(Object position labeling entries)
--- begin ---

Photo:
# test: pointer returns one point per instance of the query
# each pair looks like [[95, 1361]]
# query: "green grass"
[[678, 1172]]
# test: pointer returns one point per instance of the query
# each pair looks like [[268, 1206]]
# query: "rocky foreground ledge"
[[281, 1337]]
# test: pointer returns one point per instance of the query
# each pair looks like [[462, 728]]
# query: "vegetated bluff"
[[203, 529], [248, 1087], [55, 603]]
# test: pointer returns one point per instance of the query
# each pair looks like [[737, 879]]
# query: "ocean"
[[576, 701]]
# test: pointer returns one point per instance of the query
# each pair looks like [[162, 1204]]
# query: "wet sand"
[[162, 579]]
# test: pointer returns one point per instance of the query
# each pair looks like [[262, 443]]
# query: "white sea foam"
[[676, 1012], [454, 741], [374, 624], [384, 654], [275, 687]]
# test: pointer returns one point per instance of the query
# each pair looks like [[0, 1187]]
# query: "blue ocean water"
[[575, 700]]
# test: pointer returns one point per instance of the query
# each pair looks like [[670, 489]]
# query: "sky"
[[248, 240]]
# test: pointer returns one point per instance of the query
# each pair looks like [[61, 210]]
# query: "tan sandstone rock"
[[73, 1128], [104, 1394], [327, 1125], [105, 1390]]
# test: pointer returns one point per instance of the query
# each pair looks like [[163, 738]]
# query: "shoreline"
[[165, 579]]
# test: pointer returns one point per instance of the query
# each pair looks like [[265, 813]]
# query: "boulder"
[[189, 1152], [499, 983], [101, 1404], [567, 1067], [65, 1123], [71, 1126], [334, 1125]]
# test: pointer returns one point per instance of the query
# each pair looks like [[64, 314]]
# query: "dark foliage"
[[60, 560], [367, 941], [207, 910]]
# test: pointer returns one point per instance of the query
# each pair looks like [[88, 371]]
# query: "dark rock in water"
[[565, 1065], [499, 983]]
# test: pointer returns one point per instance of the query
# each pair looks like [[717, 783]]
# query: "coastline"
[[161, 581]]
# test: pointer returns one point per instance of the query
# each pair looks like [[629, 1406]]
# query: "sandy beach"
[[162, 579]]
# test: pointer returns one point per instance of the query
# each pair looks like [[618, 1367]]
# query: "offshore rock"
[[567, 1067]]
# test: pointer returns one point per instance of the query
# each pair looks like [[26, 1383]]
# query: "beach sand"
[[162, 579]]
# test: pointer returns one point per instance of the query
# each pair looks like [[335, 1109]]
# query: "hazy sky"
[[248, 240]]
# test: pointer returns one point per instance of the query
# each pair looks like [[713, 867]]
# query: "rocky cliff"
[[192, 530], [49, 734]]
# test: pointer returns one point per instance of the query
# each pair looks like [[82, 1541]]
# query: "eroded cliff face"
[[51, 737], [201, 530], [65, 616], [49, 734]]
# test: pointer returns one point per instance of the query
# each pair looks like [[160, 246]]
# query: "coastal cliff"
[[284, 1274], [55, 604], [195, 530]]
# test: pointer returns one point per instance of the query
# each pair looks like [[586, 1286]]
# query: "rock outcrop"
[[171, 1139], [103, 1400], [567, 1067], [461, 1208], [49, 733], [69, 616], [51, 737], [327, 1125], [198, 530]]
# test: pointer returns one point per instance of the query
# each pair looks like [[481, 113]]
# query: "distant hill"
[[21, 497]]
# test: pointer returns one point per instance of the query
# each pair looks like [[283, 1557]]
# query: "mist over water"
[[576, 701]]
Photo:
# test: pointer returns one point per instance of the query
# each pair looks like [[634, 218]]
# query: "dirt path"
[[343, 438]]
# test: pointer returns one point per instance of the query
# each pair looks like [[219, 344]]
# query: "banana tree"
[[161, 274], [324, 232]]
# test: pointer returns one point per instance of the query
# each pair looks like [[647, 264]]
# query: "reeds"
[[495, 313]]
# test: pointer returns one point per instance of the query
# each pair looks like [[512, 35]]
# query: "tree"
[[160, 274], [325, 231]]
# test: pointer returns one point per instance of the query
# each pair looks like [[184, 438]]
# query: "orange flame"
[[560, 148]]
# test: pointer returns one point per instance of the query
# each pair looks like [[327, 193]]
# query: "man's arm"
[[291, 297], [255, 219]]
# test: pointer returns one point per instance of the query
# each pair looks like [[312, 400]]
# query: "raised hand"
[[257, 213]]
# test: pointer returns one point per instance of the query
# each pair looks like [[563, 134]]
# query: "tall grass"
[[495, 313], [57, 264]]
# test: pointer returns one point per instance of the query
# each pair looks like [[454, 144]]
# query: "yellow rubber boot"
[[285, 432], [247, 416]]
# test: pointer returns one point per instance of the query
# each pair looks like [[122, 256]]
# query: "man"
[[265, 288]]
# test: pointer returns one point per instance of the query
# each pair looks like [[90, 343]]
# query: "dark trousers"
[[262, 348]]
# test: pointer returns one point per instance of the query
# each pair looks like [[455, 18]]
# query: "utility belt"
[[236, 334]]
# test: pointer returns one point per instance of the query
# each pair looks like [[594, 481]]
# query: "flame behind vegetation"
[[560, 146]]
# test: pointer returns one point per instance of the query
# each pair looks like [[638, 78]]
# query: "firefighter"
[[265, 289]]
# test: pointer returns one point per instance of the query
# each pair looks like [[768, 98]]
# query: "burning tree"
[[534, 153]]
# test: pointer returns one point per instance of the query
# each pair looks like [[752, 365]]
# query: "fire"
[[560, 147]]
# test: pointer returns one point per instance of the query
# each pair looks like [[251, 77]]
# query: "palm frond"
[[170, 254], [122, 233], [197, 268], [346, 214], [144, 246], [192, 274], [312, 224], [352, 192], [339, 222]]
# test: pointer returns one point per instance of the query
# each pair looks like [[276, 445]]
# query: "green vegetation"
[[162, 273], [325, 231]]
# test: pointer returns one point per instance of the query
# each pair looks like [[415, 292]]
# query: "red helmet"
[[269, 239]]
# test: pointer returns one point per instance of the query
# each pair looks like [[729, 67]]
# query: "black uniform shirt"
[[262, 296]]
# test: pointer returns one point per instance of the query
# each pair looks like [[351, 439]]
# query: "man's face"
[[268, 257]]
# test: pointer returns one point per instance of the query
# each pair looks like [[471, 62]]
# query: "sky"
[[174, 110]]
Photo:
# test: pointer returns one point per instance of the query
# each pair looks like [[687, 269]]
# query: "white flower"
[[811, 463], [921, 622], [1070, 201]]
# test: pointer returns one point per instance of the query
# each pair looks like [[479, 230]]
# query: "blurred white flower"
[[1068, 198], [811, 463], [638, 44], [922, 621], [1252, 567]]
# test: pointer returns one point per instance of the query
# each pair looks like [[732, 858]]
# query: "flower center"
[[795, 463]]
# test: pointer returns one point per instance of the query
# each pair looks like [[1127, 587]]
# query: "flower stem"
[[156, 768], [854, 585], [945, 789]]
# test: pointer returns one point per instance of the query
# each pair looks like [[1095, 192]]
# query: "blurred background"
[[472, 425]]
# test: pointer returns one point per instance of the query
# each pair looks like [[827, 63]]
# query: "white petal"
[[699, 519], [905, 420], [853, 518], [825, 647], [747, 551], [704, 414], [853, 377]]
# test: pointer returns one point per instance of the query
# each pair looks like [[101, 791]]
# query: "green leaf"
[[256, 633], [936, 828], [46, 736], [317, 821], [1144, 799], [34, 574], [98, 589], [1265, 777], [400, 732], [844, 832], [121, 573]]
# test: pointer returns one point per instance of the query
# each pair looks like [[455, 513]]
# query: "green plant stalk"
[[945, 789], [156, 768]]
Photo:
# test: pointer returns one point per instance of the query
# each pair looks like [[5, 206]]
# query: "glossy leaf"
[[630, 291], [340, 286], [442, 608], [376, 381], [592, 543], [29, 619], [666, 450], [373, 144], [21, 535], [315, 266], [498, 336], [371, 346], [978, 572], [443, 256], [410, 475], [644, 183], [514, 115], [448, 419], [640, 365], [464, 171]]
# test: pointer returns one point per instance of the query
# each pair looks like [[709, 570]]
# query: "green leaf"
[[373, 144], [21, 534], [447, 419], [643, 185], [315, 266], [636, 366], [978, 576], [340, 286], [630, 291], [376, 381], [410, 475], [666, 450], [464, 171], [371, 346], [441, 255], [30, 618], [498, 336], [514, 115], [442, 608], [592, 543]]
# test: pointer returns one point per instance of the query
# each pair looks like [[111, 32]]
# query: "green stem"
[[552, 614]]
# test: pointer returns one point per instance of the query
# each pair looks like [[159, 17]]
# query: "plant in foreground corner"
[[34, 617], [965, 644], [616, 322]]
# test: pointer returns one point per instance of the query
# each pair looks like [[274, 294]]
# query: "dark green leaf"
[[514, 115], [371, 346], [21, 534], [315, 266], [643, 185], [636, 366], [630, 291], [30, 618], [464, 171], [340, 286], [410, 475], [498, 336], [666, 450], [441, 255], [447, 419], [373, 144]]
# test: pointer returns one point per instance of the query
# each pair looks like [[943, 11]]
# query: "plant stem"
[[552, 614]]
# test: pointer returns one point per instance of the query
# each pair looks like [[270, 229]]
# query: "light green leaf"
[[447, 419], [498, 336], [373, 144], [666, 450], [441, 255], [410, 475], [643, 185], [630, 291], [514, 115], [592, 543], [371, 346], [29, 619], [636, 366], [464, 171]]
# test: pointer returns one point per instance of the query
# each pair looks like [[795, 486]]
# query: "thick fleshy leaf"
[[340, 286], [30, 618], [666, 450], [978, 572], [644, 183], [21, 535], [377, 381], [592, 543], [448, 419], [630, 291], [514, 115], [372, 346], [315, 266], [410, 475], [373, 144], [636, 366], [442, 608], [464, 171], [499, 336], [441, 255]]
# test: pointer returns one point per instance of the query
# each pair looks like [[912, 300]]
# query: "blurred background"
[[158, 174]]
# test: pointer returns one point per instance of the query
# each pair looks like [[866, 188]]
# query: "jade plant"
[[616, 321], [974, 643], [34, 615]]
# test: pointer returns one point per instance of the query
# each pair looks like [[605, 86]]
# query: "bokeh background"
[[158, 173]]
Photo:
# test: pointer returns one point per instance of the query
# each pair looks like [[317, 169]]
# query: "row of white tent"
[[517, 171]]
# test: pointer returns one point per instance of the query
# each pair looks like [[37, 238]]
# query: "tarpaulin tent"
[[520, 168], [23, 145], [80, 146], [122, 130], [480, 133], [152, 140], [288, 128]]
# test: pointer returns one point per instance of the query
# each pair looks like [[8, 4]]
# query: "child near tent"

--- end ---

# WHAT THE TASK ASKS
Reproduce verbatim every line of the data from its first line through the line containing "[[676, 1012], [454, 741], [374, 624], [384, 654], [275, 687]]", with both ends included.

# THE RESULT
Photo:
# test: pointer returns one point per instance of the query
# each pair looks like [[95, 1361]]
# query: "green grass"
[[678, 1172]]
# test: pointer returns one point per instance of the query
# each pair looks like [[268, 1206]]
# query: "rocky foreground ledge"
[[281, 1337]]
# test: pointer returns one point per instance of the query
# each pair looks like [[462, 728]]
# query: "vegetated bluff"
[[203, 529], [248, 1087], [55, 603]]
# test: pointer returns one point per instance of the query
# each pair looks like [[737, 879]]
# query: "ocean"
[[576, 701]]
# test: pointer returns one point per instance of the query
# each pair looks like [[162, 1204]]
# query: "wet sand"
[[162, 579]]
# test: pointer returns one point per instance of the query
# each pair looks like [[262, 443]]
# query: "white sea foam"
[[676, 1012], [454, 741], [374, 624], [384, 654], [275, 687]]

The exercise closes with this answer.